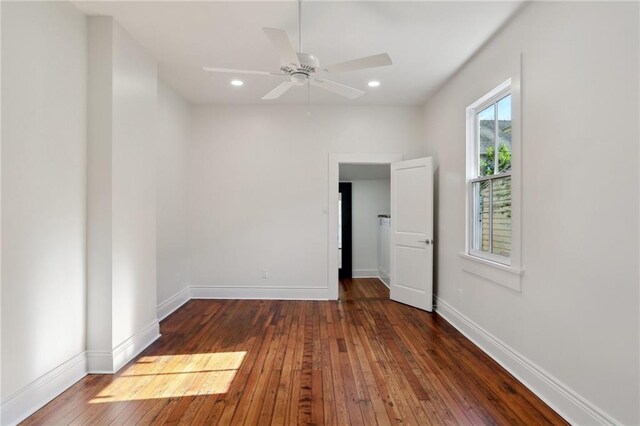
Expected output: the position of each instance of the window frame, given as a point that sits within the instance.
(486, 101)
(500, 269)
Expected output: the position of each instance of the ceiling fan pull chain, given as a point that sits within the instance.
(299, 26)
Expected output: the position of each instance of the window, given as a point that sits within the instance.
(489, 168)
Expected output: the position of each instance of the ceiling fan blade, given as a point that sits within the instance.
(278, 91)
(282, 43)
(374, 61)
(338, 88)
(232, 71)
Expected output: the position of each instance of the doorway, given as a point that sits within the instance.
(364, 205)
(335, 160)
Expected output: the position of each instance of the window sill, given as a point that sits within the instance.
(506, 276)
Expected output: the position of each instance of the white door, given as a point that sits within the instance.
(412, 232)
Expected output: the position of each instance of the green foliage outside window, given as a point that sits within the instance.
(487, 160)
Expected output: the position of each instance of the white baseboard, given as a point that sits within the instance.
(38, 393)
(564, 400)
(255, 292)
(109, 362)
(167, 307)
(364, 273)
(386, 280)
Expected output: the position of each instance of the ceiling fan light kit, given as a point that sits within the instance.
(301, 69)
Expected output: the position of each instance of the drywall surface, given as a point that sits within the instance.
(44, 102)
(122, 193)
(369, 199)
(171, 192)
(577, 314)
(258, 187)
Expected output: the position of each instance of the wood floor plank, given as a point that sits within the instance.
= = = =
> Stated goal: Without the pictures, restate each entry exactly.

> Result below:
Expected output: the position of each instance of the window frame, given as a point that sits within the instance.
(486, 101)
(500, 269)
Expected output: the position of each instance of the ceiling fan pull chain, given as a point that sits within the instance.
(299, 26)
Expected output: the position of each instance of the window, given as a point that sits within the instance.
(489, 168)
Expected output: the position of each instance of the ceiling fan blade, given as a point that sits within the instance.
(278, 91)
(282, 43)
(374, 61)
(338, 88)
(232, 71)
Expected output: the position of each instance of the doorway, given as a point that sits within the instance.
(364, 205)
(335, 160)
Expected output: the position of each instance of the window sill, given as a point that sits within the instance.
(506, 276)
Expected output: the position of each instance of the white door, given as a point that sits within the instance.
(412, 232)
Expected output: the position of each instance of the green foliage outside window, given as a point that sits within the instance.
(487, 160)
Expected output: the position of each instance of the white baseboard, given as a point that sits within the instance.
(38, 393)
(564, 400)
(255, 292)
(109, 362)
(167, 307)
(364, 273)
(386, 280)
Expected output: the position of each instance of the ceiling fan light kit, given as a point that sits within the instance.
(301, 69)
Expected output: the position of each instance of the drywall surface, given as a point that sits within the instance.
(44, 102)
(122, 193)
(369, 199)
(171, 192)
(577, 314)
(258, 187)
Expected output: the position of each instance of the wood floor plank, given as a point that sits within the instance.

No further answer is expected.